◆ Dataset entries on where objects appear:
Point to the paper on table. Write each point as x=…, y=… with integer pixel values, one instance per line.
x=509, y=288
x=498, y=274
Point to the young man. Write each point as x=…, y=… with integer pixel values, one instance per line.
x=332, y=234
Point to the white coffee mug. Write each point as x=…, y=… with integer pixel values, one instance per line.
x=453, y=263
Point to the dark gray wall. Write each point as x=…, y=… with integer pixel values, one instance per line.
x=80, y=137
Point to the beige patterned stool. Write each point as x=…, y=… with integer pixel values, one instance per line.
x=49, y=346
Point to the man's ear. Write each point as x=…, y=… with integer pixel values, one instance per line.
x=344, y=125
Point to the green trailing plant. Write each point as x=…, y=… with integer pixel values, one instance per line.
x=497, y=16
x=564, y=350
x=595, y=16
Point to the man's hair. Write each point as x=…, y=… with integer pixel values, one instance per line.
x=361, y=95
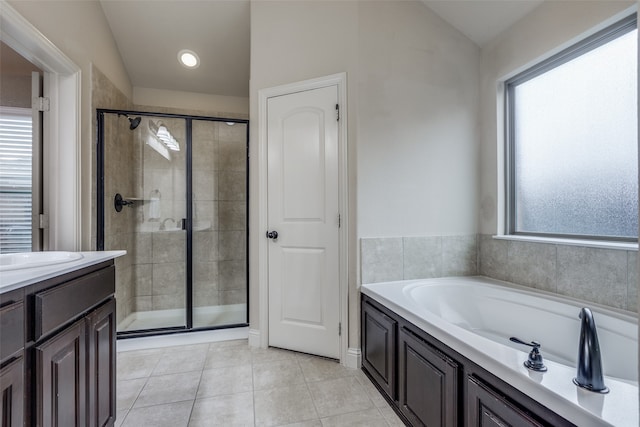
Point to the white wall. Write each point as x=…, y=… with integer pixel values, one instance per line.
x=80, y=30
x=217, y=105
x=548, y=29
x=412, y=105
x=418, y=101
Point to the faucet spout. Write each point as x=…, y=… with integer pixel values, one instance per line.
x=589, y=371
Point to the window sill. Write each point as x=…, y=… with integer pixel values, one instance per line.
x=601, y=244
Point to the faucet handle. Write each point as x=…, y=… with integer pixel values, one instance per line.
x=535, y=361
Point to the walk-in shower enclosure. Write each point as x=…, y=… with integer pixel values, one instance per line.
x=172, y=191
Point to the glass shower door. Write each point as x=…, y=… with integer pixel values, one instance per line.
x=146, y=164
x=219, y=184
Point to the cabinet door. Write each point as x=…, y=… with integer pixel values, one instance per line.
x=61, y=378
x=11, y=392
x=101, y=342
x=487, y=408
x=428, y=383
x=378, y=348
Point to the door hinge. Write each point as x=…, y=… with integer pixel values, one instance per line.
x=43, y=220
x=41, y=103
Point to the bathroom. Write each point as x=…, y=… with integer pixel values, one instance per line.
x=422, y=133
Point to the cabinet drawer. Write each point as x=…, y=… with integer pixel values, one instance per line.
x=11, y=321
x=58, y=306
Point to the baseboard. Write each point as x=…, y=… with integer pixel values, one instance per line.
x=254, y=338
x=353, y=359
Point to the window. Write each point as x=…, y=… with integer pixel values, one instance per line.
x=572, y=156
x=15, y=179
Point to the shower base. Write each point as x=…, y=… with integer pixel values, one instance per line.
x=203, y=317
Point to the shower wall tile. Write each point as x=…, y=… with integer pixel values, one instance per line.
x=168, y=278
x=598, y=275
x=142, y=248
x=237, y=296
x=143, y=303
x=206, y=211
x=381, y=259
x=205, y=185
x=532, y=264
x=460, y=255
x=493, y=258
x=169, y=246
x=632, y=281
x=143, y=279
x=205, y=275
x=232, y=245
x=232, y=275
x=232, y=156
x=205, y=246
x=205, y=297
x=233, y=185
x=422, y=257
x=232, y=215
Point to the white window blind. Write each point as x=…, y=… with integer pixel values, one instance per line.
x=15, y=179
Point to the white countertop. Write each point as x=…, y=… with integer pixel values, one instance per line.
x=557, y=392
x=15, y=279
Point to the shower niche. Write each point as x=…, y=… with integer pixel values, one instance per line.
x=172, y=190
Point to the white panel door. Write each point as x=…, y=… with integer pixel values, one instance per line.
x=304, y=303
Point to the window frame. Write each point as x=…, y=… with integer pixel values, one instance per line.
x=602, y=37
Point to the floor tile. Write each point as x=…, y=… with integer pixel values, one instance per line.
x=367, y=418
x=318, y=369
x=169, y=415
x=229, y=380
x=228, y=410
x=174, y=361
x=136, y=364
x=283, y=405
x=339, y=396
x=127, y=392
x=271, y=354
x=222, y=356
x=276, y=374
x=169, y=388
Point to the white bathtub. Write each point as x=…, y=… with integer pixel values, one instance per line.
x=476, y=316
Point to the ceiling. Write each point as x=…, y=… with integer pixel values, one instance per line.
x=150, y=33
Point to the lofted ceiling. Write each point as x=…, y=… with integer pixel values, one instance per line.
x=150, y=33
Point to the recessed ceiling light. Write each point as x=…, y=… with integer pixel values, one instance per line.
x=188, y=58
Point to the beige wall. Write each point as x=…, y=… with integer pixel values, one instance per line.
x=412, y=102
x=563, y=24
x=80, y=30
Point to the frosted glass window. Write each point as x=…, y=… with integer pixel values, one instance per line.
x=573, y=142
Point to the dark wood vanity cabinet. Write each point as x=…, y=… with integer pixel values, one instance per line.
x=379, y=346
x=429, y=384
x=64, y=374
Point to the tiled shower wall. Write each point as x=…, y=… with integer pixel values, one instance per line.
x=604, y=276
x=119, y=160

◆ Directions: Rewrite all of the entries above, substituting "whole-number pixel values" for every "integer pixel values" and keeping everything else the same. Omit the pictures.

◆ Solution for this exercise:
Point to the paper on table. Write each point as x=…, y=… with whole-number pixel values, one instance per line.
x=509, y=288
x=498, y=274
Point to the young man. Write each point as x=…, y=… with whole-number pixel values, one instance per line.
x=332, y=234
Point to the white coffee mug. Write each point as x=…, y=… with whole-number pixel values, one instance per line.
x=453, y=263
Point to the dark gray wall. Write each point as x=…, y=… with whole-number pixel values, one instance per line.
x=80, y=137
Point to the beige patterned stool. Write each point as x=…, y=… with whole-number pixel values, one instance per line.
x=49, y=346
Point to the man's ear. Write each point as x=…, y=… with whole-number pixel values, one instance per line.
x=344, y=125
Point to the green trailing plant. Write each point as x=…, y=… with whole-number pixel values, one instance per line.
x=497, y=16
x=564, y=350
x=595, y=16
Point to the man's hair. Write each point as x=…, y=… with whole-number pixel values, one instance per line.
x=361, y=95
Point to the white wall. Write each point as x=…, y=… with whole-number pixel values, one instance per line.
x=80, y=30
x=217, y=105
x=548, y=29
x=412, y=105
x=418, y=101
Point to the faucet spout. Write each point as x=…, y=… with whole-number pixel values, one instance per line.
x=589, y=371
Point to the window sill. Write each point as x=…, y=… with whole-number pixel values, one instance per line.
x=601, y=244
Point to the faucet handle. Write each point as x=…, y=… with whole-number pixel values, one instance per line.
x=535, y=361
Point to the walk-in shower enclosure. Write each point as x=…, y=… with whole-number pixel values, one instance per line.
x=172, y=191
Point to the glass shower door. Write each point as x=…, y=… with whole-number pixel values, one instance per line.
x=146, y=164
x=219, y=184
Point to the cabinet door. Write each point as x=…, y=… with whole-number pixel values, one instance per line.
x=61, y=378
x=11, y=392
x=101, y=342
x=487, y=408
x=428, y=383
x=378, y=348
Point to the door hinge. Write each point as x=…, y=… with whole-number pixel values, one instance per line.
x=43, y=220
x=41, y=103
Point to the bathroom. Write each point as x=…, y=… with whole-number pixel values, one instance per line.
x=422, y=133
Point to the cabinet drawer. Write each point as x=…, y=… with whole-number pixel values, one instance per line.
x=11, y=321
x=58, y=306
Point to the baseboard. Write each point as x=…, y=… with whole-number pixel values, one instance per line.
x=254, y=338
x=353, y=359
Point to the window. Write each point as x=…, y=… with whole-number pixel values, one instance per line.
x=572, y=156
x=15, y=179
Point to the shower base. Write each point as x=…, y=… with whole-number pixel values, one instance per line.
x=203, y=317
Point to the shower wall tile. Write each point as x=…, y=… with whole-number pixel values, one instance per line.
x=168, y=278
x=598, y=275
x=142, y=248
x=237, y=296
x=143, y=303
x=206, y=211
x=381, y=259
x=205, y=185
x=532, y=264
x=460, y=255
x=493, y=258
x=169, y=246
x=632, y=281
x=143, y=279
x=205, y=275
x=232, y=245
x=232, y=275
x=232, y=156
x=205, y=246
x=205, y=297
x=233, y=185
x=422, y=257
x=232, y=215
Point to the white window blind. Write each point as x=…, y=… with whole-number pixel values, one instance per line.
x=15, y=179
Point to the white countertop. Write each point as x=…, y=… with whole-number pixel values, one instance per line.
x=557, y=392
x=15, y=279
Point to the shower niche. Write each point as x=…, y=… with whole-number pixel values, one instance per line.
x=172, y=190
Point to the white panel door. Write each point as x=…, y=… with whole-number pixel values, one instance per line.
x=304, y=303
Point to the window frame. Write each point as x=…, y=… with whole-number pixel values, one instance per line.
x=602, y=37
Point to the floor tile. Write each point as x=…, y=… with whole-number pixel values, one instance per line.
x=367, y=418
x=318, y=369
x=169, y=415
x=229, y=380
x=228, y=410
x=174, y=361
x=136, y=364
x=283, y=405
x=339, y=396
x=127, y=392
x=271, y=354
x=222, y=356
x=276, y=374
x=169, y=388
Point to the white bathtub. Write each point as x=…, y=… with whole-number pixel values, one instance per line.
x=476, y=316
Point to the ceiling. Write each point as x=…, y=… with whole-number pixel values, one instance per line.
x=150, y=33
Point to the lofted ceiling. Write each point as x=…, y=… with whole-number pixel values, one instance per line.
x=150, y=33
Point to the recessed ceiling light. Write each point as x=…, y=… with whole-number pixel values, one instance per line.
x=188, y=58
Point to the beige wall. Write each point as x=…, y=… with whole-number pixel values, one instance per line.
x=412, y=102
x=563, y=24
x=80, y=30
Point to the frosted glass window. Write each point as x=…, y=… with whole-number pixel values, one instance per line.
x=573, y=142
Point to the dark wood vanity cabinet. Write each point as x=…, y=… with whole-number pixel values, one instance per line.
x=379, y=346
x=429, y=384
x=64, y=374
Point to the tiled shower wall. Write each point as x=…, y=… with whole-number pixel values, one instance per line.
x=604, y=276
x=119, y=160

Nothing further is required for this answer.